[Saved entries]

-=-=-

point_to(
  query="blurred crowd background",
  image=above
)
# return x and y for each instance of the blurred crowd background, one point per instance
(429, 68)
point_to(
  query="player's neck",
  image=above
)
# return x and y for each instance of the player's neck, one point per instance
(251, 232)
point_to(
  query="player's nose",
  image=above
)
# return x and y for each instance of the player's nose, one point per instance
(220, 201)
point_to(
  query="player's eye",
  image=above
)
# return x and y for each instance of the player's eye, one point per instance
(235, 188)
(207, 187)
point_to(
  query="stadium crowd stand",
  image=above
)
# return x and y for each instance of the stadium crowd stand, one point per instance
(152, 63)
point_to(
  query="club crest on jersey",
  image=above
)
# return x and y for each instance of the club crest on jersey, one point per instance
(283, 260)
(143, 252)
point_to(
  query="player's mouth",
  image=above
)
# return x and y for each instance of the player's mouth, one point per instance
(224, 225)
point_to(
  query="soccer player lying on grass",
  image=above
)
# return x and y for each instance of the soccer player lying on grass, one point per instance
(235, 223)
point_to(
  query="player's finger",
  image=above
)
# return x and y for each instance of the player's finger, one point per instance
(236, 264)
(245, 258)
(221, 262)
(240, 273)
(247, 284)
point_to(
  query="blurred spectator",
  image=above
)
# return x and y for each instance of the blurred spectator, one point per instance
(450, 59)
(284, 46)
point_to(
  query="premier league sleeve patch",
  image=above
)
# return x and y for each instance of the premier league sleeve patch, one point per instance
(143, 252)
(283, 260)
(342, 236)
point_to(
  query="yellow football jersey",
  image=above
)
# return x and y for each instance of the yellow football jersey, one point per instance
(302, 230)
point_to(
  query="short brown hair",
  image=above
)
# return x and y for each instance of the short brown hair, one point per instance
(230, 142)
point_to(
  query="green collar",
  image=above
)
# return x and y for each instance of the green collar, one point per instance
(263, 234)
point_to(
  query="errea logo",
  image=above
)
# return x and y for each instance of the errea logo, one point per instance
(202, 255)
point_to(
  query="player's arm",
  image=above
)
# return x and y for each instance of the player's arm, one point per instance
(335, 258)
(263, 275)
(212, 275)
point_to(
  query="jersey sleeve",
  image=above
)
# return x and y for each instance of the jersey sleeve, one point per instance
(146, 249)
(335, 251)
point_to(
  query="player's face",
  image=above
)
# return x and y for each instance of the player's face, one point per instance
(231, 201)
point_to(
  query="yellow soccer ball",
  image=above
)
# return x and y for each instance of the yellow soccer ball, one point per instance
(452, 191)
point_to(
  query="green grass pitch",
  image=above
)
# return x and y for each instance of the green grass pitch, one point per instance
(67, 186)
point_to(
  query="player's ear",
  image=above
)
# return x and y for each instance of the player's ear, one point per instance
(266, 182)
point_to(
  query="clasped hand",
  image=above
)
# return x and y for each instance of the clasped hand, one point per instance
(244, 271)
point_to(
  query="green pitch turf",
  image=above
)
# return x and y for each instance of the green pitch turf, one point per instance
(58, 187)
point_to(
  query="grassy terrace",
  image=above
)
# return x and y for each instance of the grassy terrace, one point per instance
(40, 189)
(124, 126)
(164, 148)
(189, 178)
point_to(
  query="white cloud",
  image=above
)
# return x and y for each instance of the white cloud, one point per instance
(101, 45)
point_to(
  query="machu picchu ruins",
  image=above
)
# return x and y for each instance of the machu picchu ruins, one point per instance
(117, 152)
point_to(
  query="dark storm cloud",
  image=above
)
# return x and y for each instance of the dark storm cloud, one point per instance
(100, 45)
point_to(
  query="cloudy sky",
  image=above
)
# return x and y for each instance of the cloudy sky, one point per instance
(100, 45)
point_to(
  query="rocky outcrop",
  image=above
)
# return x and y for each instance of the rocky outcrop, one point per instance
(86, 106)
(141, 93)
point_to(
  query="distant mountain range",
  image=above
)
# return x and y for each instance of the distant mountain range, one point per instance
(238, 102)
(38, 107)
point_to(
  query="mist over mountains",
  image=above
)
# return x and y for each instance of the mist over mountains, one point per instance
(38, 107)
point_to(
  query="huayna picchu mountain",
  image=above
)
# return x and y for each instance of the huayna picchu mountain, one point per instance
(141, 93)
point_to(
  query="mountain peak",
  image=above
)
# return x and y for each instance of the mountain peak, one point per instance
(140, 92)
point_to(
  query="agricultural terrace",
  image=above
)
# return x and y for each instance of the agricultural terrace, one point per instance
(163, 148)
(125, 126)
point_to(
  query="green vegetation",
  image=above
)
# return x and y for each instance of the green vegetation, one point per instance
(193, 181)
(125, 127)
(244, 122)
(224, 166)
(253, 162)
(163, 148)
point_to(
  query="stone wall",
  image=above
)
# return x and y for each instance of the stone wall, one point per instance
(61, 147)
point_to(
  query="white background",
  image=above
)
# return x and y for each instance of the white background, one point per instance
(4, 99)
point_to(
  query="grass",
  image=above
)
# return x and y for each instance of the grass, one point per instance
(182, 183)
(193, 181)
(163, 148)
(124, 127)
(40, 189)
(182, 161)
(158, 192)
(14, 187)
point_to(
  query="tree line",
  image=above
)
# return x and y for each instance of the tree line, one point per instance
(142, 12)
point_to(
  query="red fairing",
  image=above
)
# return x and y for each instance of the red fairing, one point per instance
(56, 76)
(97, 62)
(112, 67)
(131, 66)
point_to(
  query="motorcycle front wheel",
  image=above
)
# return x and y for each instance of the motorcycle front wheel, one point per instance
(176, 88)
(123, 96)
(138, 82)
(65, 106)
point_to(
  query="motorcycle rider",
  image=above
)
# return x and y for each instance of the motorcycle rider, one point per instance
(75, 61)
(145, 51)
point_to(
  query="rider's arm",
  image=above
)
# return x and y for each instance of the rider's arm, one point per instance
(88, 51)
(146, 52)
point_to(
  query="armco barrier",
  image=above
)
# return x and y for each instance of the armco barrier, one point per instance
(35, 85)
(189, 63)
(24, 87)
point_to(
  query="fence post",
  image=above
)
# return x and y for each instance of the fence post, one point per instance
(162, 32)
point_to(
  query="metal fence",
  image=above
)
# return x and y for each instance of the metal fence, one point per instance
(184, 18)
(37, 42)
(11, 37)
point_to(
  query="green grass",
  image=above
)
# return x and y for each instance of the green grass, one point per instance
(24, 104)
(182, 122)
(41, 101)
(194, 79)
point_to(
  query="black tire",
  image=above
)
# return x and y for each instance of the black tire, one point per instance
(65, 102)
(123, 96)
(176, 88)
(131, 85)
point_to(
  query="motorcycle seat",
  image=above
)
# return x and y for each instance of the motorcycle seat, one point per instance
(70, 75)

-=-=-

▶ **Action item**
Write out each entry again, word for word.

▶ **Solution to the exercise**
point_to(
  query="blurred crowd background",
  image=above
)
# return x and y for each instance of the blurred crowd background, one point per instance
(429, 68)
point_to(
  query="player's neck",
  image=above
)
# return x and y for each instance of the player's neck, one point per instance
(251, 232)
point_to(
  query="player's nose",
  image=above
)
# return x and y for each instance of the player's nose, one point per instance
(220, 201)
point_to(
  query="player's eye",
  image=above
)
# return x and y for each instance of the player's eye, one point per instance
(235, 188)
(207, 187)
point_to(
  query="stadium crowd stand",
  image=above
)
# return x and y for each instance of the stadium crowd stand, one point per instance
(152, 63)
point_to(
  query="club crest on jersey",
  image=above
)
# return x and y for each instance of the club crest on jersey, one point per instance
(283, 260)
(143, 252)
point_to(
  query="player's mouth",
  image=above
)
# return x and y for each instance of the player's mouth, one point per instance
(224, 225)
point_to(
  query="soccer player lying on grass",
  image=above
)
# return x and y for each instance of the soccer player lying on grass, one point per instance
(235, 223)
point_to(
  query="player's finger",
  image=above
)
# return x and y for each instance of the player's finger, one point per instance
(236, 264)
(245, 258)
(221, 262)
(240, 273)
(247, 284)
point_to(
  query="blurred spectator",
  image=above
)
# return x and y for each instance of the blurred spectator, one point per instance
(450, 59)
(284, 46)
point_to(
  query="premier league sleeve patch",
  image=above
)
# return x and y for each instance of the premier league sleeve patch, one point per instance
(143, 252)
(283, 260)
(342, 236)
point_to(
  query="yellow football jersey",
  image=above
)
# return x and y for each instance of the yellow football jersey, one point per instance
(302, 230)
point_to(
  query="short brown hair",
  image=above
)
# return x and y for each instance of the short brown hair, one point per instance
(230, 142)
point_to(
  query="green collar",
  image=above
)
# return x and y for each instance of the green collar, one point per instance
(263, 234)
point_to(
  query="errea logo",
  image=above
)
# return x and y for each instance of the errea logo, one point per instance
(202, 255)
point_to(
  query="player's arm",
  image=above
)
# return x and y for each instance of the player's arm, one point per instance
(335, 258)
(263, 275)
(212, 275)
point_to(
  query="jersey sleeve",
  image=above
)
# return x and y for each instance of the jersey sleeve, one point per instance
(146, 249)
(335, 251)
point_to(
  query="player's face",
  image=above
)
# return x and y for each instance of the player's face, one point per instance
(231, 201)
point_to(
  query="yellow soccer ball",
  image=above
)
# return x and y for each instance of the yellow soccer ball, one point per instance
(452, 191)
point_to(
  query="green grass pitch",
  image=above
)
# return x and y for each instance of the green grass pitch, one point per instance
(67, 186)
point_to(
  query="player's ear",
  image=above
)
# return x and y for each instance of the player's ear, one point per instance
(266, 182)
point_to(
  query="clasped hand",
  image=above
)
# return x and y for each instance of the clasped hand, one point per instance
(244, 271)
point_to(
  query="green pitch turf",
  image=above
)
# return x and y for each instance of the green pitch turf, one point per instance
(58, 187)
point_to(
  query="grassy terrace",
  image=above
)
# return x and y for each instance of the grassy terrace, one point per instance
(40, 189)
(124, 126)
(164, 148)
(189, 178)
point_to(
  query="white cloud",
  image=above
)
# return x and y for each instance of the white cloud, one point per instance
(101, 45)
point_to(
  query="machu picchu ruins",
  image=above
)
# return x and y for each instance of the machu picchu ruins, one point per instance
(117, 152)
point_to(
  query="dark storm cloud",
  image=above
)
# return x and y for each instance of the dark storm cloud, one point per instance
(100, 45)
point_to(
  query="cloudy sky",
  image=above
)
# return x and y for each instance of the cloudy sky, one point per instance
(100, 45)
point_to(
  query="rocky outcrop",
  image=above
)
# return x and y for each instance of the rocky outcrop, one point per instance
(86, 106)
(141, 93)
point_to(
  query="distant mountain range",
  image=above
)
# return x and y for each instance of the distant mountain range, one point per instance
(238, 102)
(38, 107)
point_to(
  query="mist over mountains",
  image=above
)
# return x and y for each instance of the mist over mountains, one point per instance
(38, 107)
point_to(
  query="huayna picchu mountain",
  image=above
)
# return x and y for each instance of the huayna picchu mountain, one point per instance
(141, 93)
point_to(
  query="mountain peak",
  image=above
)
# return x and y for each instance of the mountain peak, one point per instance
(140, 92)
point_to(
  query="agricultural terrace",
  image=above
)
# return x and y for each instance of the agricultural terrace, one point per instance
(163, 148)
(125, 126)
point_to(
  query="green vegetation",
  image=above
)
# return x and y for each instance of the green vegetation, one point per instance
(193, 181)
(125, 127)
(244, 122)
(224, 166)
(253, 162)
(163, 148)
point_to(
  query="stone wall",
  image=above
)
# return x and y for each instance of the stone wall, one point per instance
(61, 147)
point_to(
  query="white background",
  image=above
)
# return x and y for each instance of the white background, one point per instance
(4, 99)
point_to(
  query="grass",
  image=above
)
# return x and y for each instance of the grass, one point per instance
(182, 183)
(193, 181)
(163, 148)
(124, 127)
(40, 189)
(182, 161)
(158, 192)
(14, 187)
point_to(
  query="tree line",
  image=above
)
# return x and y for each instance of the tree line, one point per instance
(142, 12)
point_to(
  query="red fairing",
  image=above
)
# return x and y for each instance of the red fairing, one point per instance
(56, 76)
(97, 62)
(112, 67)
(131, 66)
point_to(
  query="motorcycle front wheel",
  image=above
)
# return x and y for each instance of the motorcycle front wheel, one point per instance
(176, 88)
(123, 96)
(138, 82)
(65, 106)
point_to(
  query="motorcycle rider",
  image=above
)
# return x and y for each instance of the motorcycle rider, one point per instance
(75, 61)
(145, 51)
point_to(
  query="rider's arm",
  image=above
)
# return x and y for each instance of the rider's arm, one point per instance
(88, 51)
(146, 52)
point_to(
  query="armco barrier",
  image=above
)
# return x and y for each instance of the armco barrier, one point per instance
(35, 85)
(189, 63)
(24, 87)
point_to(
  query="fence post",
  image=above
)
# return x and y for each instance of the fence post, one point per instance
(162, 32)
point_to(
  query="metal fence",
  image=above
)
# return x and y for each instance of the metal fence, one point per instance
(184, 18)
(37, 42)
(11, 37)
point_to(
  query="green grass",
  image=above
)
# return x and y for each instance of the green grass, one point per instance
(24, 104)
(182, 122)
(41, 101)
(194, 79)
point_to(
  query="black tire",
  image=above
)
# return x and y for each instance of the black tire, one point per instance
(65, 102)
(123, 96)
(176, 88)
(131, 85)
point_to(
  query="motorcycle seat",
  image=above
)
# return x and y for each instance of the motorcycle seat, one point per instance
(70, 75)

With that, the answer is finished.